_The exercise_.
In the forum thread about deleting uploaded attachments, what upload limit does the system place on each individual?
start Excerpt
# How do I delete files uploaded in old thread? (obsolete)



## GregT (Feb 14, 2012)

Admins,

Can someone please tell me how I can delete files that I've attached to previous threads?   In the thread below, I uploaded a file multiple times as we had new versions of it.   

In doing so, I exhausted my allotment of uploadable files and I've not been able to upload things since then.   

I'd like to delete all of the attachments in that thread so I can upload again?

Please advise and thanks!

Greg


http://tugbbs.com/forums/showthread.php?t=136300


----------



## hypnotiq (Feb 14, 2012)

Depends on what rights the admins have granted users. I haven't uploaded photos, so I cant check the rights to see if it is possible.

But you can either:
Edit your post and scroll down and look for a remove attachment option.

If that isn't available, then you need to have the admins delete the attachments.


----------



## TUGBrian (Feb 14, 2012)

go into your user cp (below tugbbs link)

scroll down to "Attachments" on far left side, its at bottom.


----------



## Makai Guy (Feb 14, 2012)

Try this.  I'm not sure if works for me thanks to my admin status, or if anybody can do it.  Also don't know if you can do it beyond the 48-hour post editing limit.

While viewing your message:

Edit
Go Advanced
(Scroll down)
Manage Attachments

Notes:
Uploading attachments is a perk reserved for TUG members
The system limits any individual's uploads to 500,000 bytes.

If this were my project, I'd just upload the file to a file server and post a link to it.  When the file is updated, just upload a new copy with the same file name, overwriting the old one, and the old link will then fetch the current file.  My ISP account provides server space I could use for this, and a web search for _free file hosting_ will show you other server options.


----------



## Makai Guy (Feb 14, 2012)

I've moved 5 posts not related to the subject of deleting attachments into their own thread: http://www.tugbbs.com/forums/showthread.php?t=164895


----------



## GregT (Feb 14, 2012)

TUGBrian said:


> go into your user cp (below tugbbs link)
> 
> scroll down to "Attachments" on far left side, its at bottom.



Brian, thank you, that was very helpful and solved my problem.

Best,

Greg


----------



## Passepartout (Feb 14, 2012)

Doug, 'Edit' is not an option after 48 hours.

Jim


----------
end Excerpt
start Supplied data
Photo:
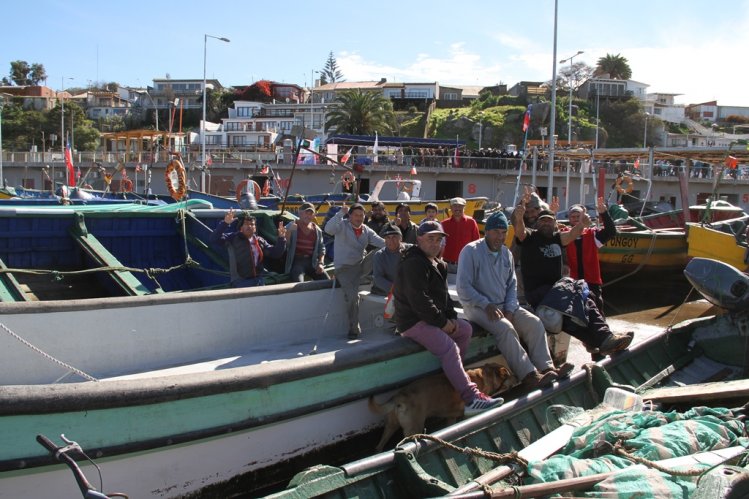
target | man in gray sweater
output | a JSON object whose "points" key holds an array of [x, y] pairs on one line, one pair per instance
end Supplied data
_Answer to this problem_.
500,000 bytes.